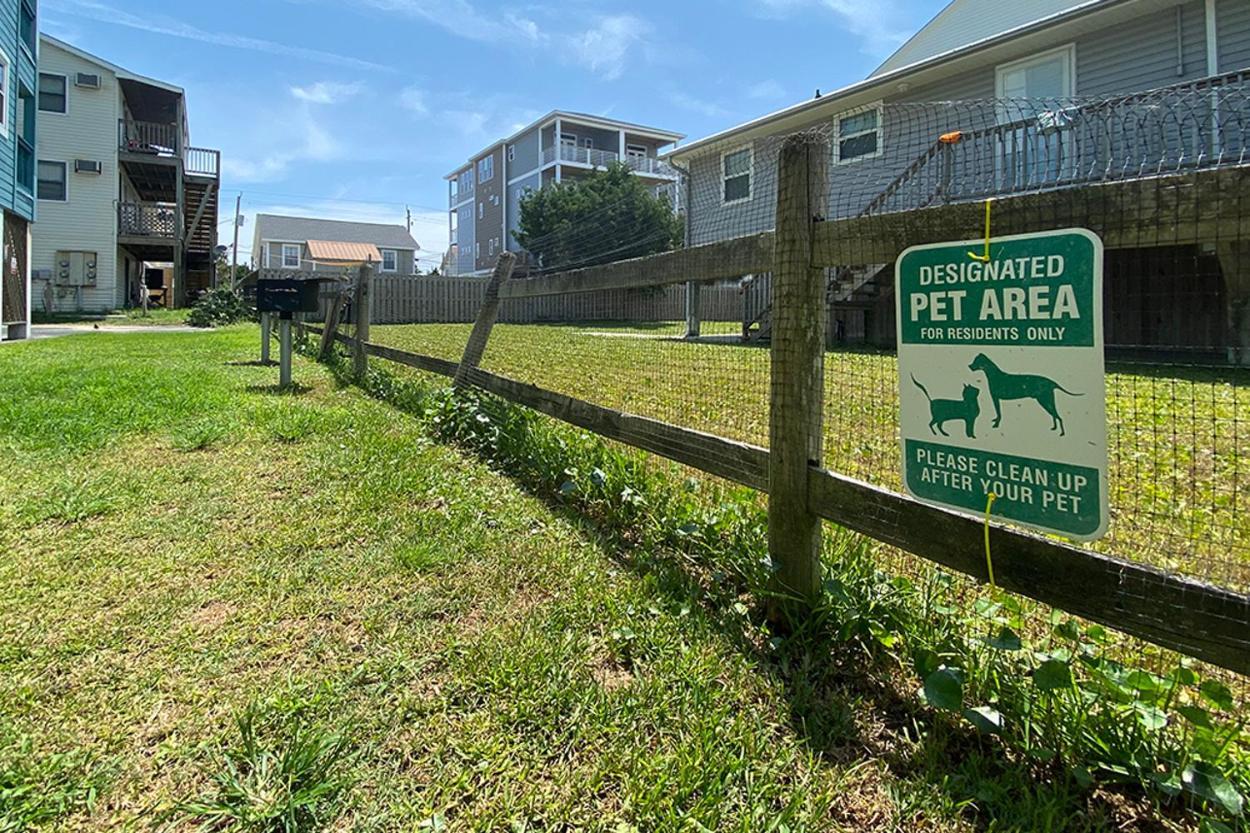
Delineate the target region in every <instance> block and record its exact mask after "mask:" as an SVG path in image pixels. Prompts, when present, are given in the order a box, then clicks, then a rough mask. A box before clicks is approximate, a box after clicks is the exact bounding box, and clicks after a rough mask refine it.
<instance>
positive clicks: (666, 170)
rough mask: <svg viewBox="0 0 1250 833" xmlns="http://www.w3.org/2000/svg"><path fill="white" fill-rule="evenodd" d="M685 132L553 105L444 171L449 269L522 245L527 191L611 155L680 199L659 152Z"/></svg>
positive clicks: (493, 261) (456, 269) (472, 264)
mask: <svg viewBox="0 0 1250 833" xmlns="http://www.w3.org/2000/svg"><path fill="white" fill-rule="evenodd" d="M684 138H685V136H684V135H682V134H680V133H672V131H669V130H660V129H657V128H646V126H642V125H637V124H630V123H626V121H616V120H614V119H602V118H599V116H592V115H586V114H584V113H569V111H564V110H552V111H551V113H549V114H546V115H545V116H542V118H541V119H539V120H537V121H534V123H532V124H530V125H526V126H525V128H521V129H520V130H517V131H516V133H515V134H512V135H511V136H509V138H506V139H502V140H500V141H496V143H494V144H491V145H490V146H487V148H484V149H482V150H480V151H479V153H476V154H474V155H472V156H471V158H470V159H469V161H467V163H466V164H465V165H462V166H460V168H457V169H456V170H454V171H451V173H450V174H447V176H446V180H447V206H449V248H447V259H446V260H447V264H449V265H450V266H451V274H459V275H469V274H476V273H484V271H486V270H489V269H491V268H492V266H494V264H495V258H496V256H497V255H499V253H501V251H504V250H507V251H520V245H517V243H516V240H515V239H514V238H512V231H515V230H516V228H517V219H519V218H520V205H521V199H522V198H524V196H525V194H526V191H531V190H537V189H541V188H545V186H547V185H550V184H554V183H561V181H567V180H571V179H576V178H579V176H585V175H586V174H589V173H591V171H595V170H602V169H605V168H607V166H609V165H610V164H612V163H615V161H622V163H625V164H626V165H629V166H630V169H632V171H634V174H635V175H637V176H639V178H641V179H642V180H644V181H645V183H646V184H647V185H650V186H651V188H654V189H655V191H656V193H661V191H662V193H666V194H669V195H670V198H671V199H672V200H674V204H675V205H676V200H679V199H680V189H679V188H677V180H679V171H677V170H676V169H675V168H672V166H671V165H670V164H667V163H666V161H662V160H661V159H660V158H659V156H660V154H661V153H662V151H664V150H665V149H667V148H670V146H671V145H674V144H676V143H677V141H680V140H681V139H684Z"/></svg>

EXERCISE PROMPT: Rewrite all of the material above with "rough mask" changed to "coarse mask" everywhere it appears and everything else kept the same. Leave the pictures out.

SOLUTION TO THIS PROBLEM:
Delineate the target region in every <instance> block and record its exact mask after "mask:" as an SVG path in image pixels. Prompts, when present, are given in the order a box, then clicks, then a coarse mask. A box before clicks is approximate, a box after clicks is the exact bounding box, and clicks after a coarse mask refine it.
<instance>
positive clicks: (666, 170)
coarse mask: <svg viewBox="0 0 1250 833" xmlns="http://www.w3.org/2000/svg"><path fill="white" fill-rule="evenodd" d="M685 132L553 105L444 171L449 269L522 245L527 191L611 155L680 199L659 152Z"/></svg>
positive clicks: (493, 261) (456, 269) (472, 264)
mask: <svg viewBox="0 0 1250 833" xmlns="http://www.w3.org/2000/svg"><path fill="white" fill-rule="evenodd" d="M684 138H685V136H684V135H682V134H680V133H672V131H669V130H660V129H657V128H646V126H642V125H637V124H630V123H626V121H616V120H614V119H602V118H599V116H592V115H586V114H584V113H569V111H564V110H552V111H551V113H549V114H546V115H545V116H542V118H541V119H539V120H537V121H534V123H532V124H530V125H526V126H525V128H521V129H520V130H517V131H516V133H515V134H512V135H511V136H509V138H506V139H502V140H500V141H496V143H494V144H491V145H490V146H487V148H484V149H482V150H480V151H479V153H476V154H474V155H472V156H471V158H470V159H469V161H467V163H466V164H465V165H462V166H460V168H457V169H456V170H454V171H451V173H450V174H447V176H446V180H447V206H449V248H447V259H446V260H447V264H449V265H450V266H451V274H459V275H469V274H476V273H484V271H486V270H489V269H491V268H492V266H494V264H495V258H496V256H497V255H499V253H501V251H504V250H507V251H520V245H517V243H516V240H515V239H514V238H512V231H515V230H516V228H517V219H519V218H520V205H521V199H522V198H524V196H525V194H526V191H531V190H537V189H541V188H545V186H547V185H550V184H554V183H561V181H567V180H571V179H576V178H579V176H585V175H586V174H589V173H591V171H595V170H602V169H605V168H607V166H609V165H610V164H612V163H615V161H622V163H625V164H626V165H629V166H630V169H632V171H634V174H635V175H637V176H639V178H641V179H642V180H644V181H645V183H646V184H647V185H650V186H651V188H654V189H655V191H656V193H661V191H662V193H666V194H669V195H670V198H671V199H672V200H674V204H675V205H676V200H679V199H680V189H679V188H677V180H679V171H677V170H676V169H675V168H672V166H671V165H670V164H667V163H666V161H662V160H661V159H660V158H659V156H660V154H661V153H662V151H664V150H665V149H667V148H670V146H671V145H674V144H676V143H677V141H680V140H681V139H684Z"/></svg>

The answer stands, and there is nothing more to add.